Passage provided:
---------------

I went on a run yesterday, which is a weird way of saying I’m trying really hard not to think about certain things. And I got some odd looks, because who the hell goes for a run in the middle of a hurricane; when the pouring rain makes your clothes stick to your skin, your hair curling around the tip of your ears and melting across your forehead.
But it’s indescribable, running in a hurricane, breathlessly flying into nothingness as everyone hides in their 4 by 2 shelters avoiding the joy of jumping in puddles, for fear of getting wet. But I’m already soaked, so there’s no point holding back – sprinting up stairs as water pummels my skin, swinging around the columns at the library pretending I’m Gene Kelly, I feel unstoppable.
And the funny thing is, the whole time I keep thinking about how this is the best way to describe what falling in love is like. As I blast Rex Orange County through my now-water-damaged headphones, I think about that falling feeling. That oh-my-god-this-must-be-what-skydiving-feels-like, that driving-with-the-windows-down-in-the-middle-of-fall, that what-do-you-think-this-text-means feeling.
Today, a friend and I discussed the struggles of being a hopeless romantic – and when I say that I mean an actual Hopeless Romantic, not just someone who cries over hallmark Christmas movies, but someone actually infatuated with the idea of love (and being in it). I used to think my obsession with love stemmed from my constant need for validation, maybe if I was just in love I would feel great about myself! But I’ve grown fairly confident in myself over the past few years, and I’ve learned that no amount of love can bring that total validation.
Maybe it’s because I like to dissect people and figure out why they do the things they do, but I fall in love with people so easily. Head over heels in love. Far too easily. I give away little bits of myself to nearly everyone I meet, but I don’t entirely think it’s a bad thing. Who knows, maybe I’m just young and naive, but I have a hard time thinking it’s bad. What’s the harm in loving as many people as possible? And not just love in the romantic sense, but beautiful wonderful platonic love. The kind of love where you send your best friend a song that makes you think of her; the kind of love where you sneak someone a cookie from the dining hall.
What’s the harm in running through a rainstorm?
There will always be dangers; limbs to fall, wet patches to slip on, hearts to break.
Maybe running in the rain is more fun.

---------------

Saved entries
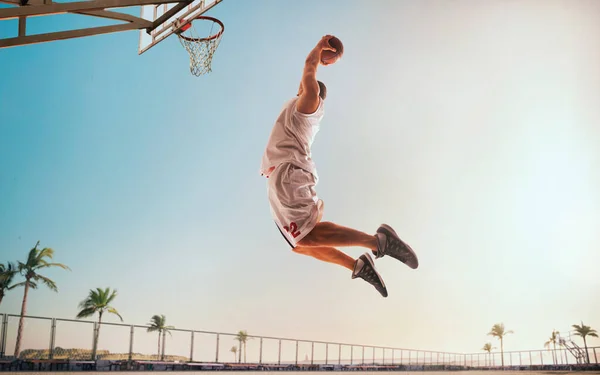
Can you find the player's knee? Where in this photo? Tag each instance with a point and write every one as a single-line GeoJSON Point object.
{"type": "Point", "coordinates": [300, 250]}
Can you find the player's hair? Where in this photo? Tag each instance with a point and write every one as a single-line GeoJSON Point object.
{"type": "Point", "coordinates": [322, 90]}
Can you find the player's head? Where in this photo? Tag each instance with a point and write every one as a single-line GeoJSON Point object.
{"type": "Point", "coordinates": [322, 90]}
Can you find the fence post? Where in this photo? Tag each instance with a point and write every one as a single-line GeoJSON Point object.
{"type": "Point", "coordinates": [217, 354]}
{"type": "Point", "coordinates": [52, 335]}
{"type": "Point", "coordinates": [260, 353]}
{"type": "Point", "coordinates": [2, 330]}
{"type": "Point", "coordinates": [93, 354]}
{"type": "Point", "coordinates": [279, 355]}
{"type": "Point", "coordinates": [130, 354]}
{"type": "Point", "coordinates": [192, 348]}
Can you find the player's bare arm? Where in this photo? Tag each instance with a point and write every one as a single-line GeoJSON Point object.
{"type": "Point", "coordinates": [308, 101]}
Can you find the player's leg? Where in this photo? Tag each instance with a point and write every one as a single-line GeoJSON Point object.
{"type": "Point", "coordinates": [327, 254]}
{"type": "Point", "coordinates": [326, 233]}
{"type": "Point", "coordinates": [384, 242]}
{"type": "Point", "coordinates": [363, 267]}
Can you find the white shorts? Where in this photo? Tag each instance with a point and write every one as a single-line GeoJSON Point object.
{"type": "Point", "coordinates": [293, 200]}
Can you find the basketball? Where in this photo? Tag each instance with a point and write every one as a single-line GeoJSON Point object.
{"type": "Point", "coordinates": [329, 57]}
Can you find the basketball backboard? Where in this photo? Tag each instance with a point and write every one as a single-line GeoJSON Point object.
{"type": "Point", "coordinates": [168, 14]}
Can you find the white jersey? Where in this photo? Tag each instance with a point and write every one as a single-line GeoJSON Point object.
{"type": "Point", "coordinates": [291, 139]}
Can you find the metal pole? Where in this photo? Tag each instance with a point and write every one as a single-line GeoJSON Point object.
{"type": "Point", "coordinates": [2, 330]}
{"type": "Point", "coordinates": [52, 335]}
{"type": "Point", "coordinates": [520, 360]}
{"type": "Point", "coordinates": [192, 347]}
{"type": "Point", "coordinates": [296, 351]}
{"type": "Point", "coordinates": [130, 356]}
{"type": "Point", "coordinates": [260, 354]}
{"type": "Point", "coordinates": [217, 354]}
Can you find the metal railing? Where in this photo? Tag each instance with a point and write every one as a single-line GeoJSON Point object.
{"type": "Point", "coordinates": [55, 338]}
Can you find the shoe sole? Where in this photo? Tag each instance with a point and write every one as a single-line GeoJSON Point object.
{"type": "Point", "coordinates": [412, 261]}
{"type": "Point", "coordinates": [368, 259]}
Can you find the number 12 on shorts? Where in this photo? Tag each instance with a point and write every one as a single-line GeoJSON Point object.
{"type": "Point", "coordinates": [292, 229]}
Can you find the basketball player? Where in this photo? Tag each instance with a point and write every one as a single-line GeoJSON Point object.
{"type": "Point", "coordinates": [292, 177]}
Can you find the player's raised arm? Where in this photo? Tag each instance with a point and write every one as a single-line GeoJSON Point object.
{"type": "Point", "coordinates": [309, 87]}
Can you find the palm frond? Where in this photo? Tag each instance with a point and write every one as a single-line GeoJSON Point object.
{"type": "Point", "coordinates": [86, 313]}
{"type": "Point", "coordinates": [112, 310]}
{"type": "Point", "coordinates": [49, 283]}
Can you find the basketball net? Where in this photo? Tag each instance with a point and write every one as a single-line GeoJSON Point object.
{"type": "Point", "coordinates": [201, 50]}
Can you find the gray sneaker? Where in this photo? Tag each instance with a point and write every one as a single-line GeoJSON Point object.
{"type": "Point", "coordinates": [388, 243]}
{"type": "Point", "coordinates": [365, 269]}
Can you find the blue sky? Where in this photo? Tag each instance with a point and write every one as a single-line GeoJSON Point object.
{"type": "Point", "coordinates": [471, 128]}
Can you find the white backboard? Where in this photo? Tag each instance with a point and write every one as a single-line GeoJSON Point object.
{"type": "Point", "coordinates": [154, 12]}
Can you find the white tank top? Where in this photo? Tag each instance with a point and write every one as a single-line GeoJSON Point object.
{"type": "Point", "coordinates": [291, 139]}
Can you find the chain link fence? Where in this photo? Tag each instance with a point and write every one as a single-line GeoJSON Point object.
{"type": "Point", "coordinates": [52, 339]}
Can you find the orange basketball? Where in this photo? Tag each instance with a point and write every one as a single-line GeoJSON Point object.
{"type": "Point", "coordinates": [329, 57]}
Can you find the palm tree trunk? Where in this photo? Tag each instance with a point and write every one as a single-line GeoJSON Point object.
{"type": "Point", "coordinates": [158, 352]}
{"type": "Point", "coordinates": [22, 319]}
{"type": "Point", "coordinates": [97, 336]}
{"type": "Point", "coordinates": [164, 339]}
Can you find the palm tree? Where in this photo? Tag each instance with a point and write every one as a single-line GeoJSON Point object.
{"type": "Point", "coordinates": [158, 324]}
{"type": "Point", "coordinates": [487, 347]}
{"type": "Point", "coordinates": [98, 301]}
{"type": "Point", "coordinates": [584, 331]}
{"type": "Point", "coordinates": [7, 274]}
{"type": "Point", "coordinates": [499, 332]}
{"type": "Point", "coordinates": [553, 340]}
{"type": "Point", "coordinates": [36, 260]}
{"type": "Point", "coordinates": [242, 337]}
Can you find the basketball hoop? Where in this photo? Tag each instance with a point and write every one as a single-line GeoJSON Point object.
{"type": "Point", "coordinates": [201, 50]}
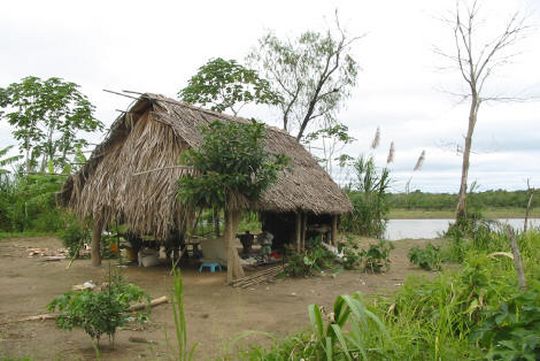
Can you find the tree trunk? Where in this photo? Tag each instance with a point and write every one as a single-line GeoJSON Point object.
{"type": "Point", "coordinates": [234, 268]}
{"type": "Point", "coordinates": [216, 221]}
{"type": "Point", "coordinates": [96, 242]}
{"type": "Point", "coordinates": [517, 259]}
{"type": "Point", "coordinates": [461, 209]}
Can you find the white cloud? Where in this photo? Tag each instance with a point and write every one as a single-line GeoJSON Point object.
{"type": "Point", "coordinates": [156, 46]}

---------------

Exercise requirements:
a: Copy the essay about running in the rain from "Maybe it’s because" up to and including "through a rainstorm?".
b: Render this sentence from the essay about running in the rain into Spanish: "There will always be dangers; limbs to fall, wet patches to slip on, hearts to break."
c: In the essay about running in the rain, whom does the narrator pretend to be while swinging around the columns at the library?
The saved entries have no role in this exercise.

Solutions to the tasks:
a:
Maybe it’s because I like to dissect people and figure out why they do the things they do, but I fall in love with people so easily. Head over heels in love. Far too easily. I give away little bits of myself to nearly everyone I meet, but I don’t entirely think it’s a bad thing. Who knows, maybe I’m just young and naive, but I have a hard time thinking it’s bad. What’s the harm in loving as many people as possible? And not just love in the romantic sense, but beautiful wonderful platonic love. The kind of love where you send your best friend a song that makes you think of her; the kind of love where you sneak someone a cookie from the dining hall.
What’s the harm in running through a rainstorm?

b: Siempre habrá peligros; ramas que caerán, zonas mojadas en las que resbalar, corazones que romper.

c: Gene Kelly.